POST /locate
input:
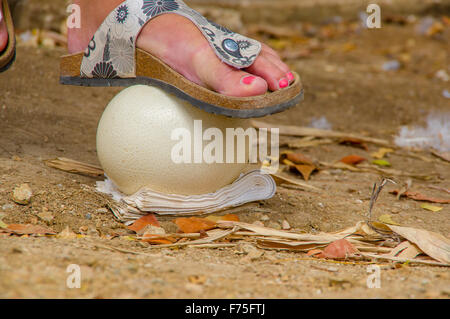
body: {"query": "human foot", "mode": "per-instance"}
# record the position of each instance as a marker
(3, 31)
(188, 52)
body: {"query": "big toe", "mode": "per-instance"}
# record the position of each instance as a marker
(227, 80)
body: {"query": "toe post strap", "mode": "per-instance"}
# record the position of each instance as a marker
(111, 51)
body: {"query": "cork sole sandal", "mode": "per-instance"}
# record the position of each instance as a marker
(112, 59)
(8, 55)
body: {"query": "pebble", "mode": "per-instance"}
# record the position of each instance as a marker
(258, 223)
(274, 225)
(22, 194)
(7, 207)
(194, 288)
(45, 215)
(392, 65)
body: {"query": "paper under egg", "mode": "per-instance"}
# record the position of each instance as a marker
(135, 144)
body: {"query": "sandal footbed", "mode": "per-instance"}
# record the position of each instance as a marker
(152, 71)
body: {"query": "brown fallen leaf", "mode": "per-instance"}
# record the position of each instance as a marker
(305, 170)
(442, 155)
(421, 197)
(29, 229)
(433, 244)
(296, 158)
(194, 224)
(314, 252)
(339, 249)
(72, 166)
(228, 217)
(381, 153)
(140, 224)
(157, 239)
(282, 180)
(352, 159)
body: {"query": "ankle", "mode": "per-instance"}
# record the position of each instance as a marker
(92, 15)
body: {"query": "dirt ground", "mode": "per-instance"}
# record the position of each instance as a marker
(344, 82)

=== Task details ===
Every line above in which the word "sandal" occurs is to be copied.

=== Solution ===
body: {"query": "cork sole sandal", "mode": "per-instance"}
body: {"query": "sandal footbed", "mode": "per-instance"}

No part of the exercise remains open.